### ABOUT THIS EXERCISE
Please show all lines of the records that include "blue".

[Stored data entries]
◆ ◆ ◆ ◆
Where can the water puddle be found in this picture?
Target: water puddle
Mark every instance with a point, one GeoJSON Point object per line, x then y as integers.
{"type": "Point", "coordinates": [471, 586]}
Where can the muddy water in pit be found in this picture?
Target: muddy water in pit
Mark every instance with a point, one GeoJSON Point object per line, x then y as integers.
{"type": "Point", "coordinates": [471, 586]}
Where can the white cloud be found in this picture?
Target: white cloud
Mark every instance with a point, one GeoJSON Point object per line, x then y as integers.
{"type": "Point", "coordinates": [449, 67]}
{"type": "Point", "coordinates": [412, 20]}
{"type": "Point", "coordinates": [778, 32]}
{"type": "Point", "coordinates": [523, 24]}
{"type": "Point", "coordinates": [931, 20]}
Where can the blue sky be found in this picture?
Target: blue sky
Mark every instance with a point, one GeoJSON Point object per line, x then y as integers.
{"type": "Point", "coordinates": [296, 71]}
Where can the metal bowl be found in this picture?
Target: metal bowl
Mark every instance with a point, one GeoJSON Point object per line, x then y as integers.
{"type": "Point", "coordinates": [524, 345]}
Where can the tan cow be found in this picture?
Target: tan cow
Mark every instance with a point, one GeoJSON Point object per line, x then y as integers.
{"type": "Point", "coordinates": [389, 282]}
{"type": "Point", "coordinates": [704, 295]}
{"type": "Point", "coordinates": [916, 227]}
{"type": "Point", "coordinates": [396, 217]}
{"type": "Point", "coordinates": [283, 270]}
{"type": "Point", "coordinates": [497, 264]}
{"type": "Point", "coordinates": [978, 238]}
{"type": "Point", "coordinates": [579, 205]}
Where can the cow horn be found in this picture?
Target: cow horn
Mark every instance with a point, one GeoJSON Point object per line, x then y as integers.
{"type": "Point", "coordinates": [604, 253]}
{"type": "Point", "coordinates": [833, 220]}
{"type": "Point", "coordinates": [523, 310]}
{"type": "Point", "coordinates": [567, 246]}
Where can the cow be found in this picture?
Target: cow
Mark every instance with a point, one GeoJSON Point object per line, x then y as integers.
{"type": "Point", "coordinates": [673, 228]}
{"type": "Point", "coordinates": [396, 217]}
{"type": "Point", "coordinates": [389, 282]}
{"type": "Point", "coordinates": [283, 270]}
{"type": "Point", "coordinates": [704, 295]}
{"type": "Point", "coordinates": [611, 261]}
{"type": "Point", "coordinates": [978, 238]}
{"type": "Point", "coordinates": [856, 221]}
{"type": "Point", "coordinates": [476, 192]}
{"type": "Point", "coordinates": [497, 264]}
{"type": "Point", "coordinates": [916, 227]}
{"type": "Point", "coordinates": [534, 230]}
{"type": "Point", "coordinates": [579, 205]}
◆ ◆ ◆ ◆
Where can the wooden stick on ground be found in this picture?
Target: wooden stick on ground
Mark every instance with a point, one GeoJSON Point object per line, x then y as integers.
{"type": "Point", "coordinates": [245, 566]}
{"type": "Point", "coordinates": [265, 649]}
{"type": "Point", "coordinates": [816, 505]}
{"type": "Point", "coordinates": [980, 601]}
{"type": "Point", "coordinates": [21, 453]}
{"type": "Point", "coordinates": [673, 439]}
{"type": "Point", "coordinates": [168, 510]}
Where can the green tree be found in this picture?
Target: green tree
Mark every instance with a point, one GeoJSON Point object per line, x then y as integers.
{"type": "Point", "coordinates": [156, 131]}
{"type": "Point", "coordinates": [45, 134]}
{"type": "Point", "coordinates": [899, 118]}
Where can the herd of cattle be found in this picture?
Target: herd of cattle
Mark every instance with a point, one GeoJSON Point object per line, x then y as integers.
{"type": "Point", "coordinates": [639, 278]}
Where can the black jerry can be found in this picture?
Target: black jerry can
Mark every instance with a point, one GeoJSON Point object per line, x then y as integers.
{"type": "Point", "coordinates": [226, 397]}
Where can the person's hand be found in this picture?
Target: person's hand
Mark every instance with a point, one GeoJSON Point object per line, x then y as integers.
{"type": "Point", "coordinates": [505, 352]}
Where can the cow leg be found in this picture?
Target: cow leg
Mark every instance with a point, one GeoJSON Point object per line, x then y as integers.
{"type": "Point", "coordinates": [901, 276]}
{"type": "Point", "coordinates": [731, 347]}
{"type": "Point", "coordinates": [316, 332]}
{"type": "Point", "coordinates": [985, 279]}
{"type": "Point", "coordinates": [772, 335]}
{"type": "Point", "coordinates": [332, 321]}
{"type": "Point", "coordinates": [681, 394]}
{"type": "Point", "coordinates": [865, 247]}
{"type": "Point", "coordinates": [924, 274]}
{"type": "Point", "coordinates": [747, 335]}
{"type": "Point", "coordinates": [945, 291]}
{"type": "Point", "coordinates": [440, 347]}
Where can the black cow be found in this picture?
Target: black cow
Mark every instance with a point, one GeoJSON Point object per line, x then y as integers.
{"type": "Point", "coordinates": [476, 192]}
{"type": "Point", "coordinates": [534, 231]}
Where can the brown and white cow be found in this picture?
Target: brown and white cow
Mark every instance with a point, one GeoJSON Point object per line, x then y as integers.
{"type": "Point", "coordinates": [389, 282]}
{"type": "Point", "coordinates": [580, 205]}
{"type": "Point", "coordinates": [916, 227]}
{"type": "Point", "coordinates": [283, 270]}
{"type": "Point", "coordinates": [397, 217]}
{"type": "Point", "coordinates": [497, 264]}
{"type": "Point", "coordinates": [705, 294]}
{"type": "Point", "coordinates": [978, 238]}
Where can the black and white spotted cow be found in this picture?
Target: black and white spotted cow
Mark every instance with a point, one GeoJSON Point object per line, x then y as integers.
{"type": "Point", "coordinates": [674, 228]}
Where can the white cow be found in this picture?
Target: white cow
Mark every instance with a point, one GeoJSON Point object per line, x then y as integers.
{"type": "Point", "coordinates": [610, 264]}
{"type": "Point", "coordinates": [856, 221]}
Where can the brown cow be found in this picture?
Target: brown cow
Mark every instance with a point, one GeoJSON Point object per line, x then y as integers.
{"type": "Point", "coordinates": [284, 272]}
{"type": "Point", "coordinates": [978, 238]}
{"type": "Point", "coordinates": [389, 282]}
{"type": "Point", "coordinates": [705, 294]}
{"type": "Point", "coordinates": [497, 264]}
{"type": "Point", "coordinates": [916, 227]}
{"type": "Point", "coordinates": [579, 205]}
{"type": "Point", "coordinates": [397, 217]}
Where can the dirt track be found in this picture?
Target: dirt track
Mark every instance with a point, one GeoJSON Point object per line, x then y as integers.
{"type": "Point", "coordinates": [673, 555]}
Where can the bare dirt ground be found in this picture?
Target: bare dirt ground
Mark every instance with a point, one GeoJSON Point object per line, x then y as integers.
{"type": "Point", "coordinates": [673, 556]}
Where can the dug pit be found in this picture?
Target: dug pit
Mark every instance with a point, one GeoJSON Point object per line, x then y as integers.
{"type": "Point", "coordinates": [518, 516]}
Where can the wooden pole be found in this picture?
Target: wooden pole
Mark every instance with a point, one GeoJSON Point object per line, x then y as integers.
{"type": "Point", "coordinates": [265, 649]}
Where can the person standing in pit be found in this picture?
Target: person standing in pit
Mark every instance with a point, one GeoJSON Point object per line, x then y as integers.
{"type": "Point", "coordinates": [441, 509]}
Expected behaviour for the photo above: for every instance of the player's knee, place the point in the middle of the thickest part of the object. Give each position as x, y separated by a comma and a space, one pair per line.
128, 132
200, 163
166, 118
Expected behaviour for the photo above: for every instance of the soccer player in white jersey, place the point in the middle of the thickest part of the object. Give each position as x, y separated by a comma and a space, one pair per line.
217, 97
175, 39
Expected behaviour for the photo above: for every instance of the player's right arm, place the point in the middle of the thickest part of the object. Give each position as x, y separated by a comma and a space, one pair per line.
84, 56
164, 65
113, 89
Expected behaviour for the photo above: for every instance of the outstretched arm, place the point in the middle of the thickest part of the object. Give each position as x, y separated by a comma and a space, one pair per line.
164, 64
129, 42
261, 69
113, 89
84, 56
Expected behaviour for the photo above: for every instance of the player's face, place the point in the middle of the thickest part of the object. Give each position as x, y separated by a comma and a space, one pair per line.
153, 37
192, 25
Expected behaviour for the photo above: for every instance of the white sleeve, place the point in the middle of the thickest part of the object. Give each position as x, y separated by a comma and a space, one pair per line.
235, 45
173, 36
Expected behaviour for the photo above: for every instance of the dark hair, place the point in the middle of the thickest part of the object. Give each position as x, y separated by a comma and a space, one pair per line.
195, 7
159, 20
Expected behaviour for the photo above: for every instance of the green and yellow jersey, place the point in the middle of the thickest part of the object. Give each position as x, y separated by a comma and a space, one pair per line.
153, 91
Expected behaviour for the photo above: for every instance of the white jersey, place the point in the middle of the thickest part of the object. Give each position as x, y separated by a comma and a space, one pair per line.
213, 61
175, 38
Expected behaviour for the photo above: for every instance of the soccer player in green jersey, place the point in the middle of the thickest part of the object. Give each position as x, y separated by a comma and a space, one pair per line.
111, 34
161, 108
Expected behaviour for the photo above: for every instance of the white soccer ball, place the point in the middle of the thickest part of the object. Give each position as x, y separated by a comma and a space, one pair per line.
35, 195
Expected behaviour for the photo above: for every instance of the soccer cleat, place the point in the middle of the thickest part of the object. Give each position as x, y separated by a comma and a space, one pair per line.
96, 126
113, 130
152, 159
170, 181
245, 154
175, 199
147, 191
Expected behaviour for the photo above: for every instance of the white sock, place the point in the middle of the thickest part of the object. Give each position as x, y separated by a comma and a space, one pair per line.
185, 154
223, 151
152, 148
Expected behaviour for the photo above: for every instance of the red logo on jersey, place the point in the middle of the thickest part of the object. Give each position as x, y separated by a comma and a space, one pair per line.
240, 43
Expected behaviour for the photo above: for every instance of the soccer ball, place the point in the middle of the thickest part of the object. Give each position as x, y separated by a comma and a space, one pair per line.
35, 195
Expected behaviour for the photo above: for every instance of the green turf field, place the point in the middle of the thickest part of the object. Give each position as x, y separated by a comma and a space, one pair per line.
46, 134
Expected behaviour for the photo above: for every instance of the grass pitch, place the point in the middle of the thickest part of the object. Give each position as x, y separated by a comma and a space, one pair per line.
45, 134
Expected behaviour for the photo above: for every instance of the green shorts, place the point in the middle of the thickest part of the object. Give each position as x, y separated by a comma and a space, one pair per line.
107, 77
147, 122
◆ ◆ ◆ ◆
### TASK RESPONSE
Where can the blue sky be found in this picture?
Target: blue sky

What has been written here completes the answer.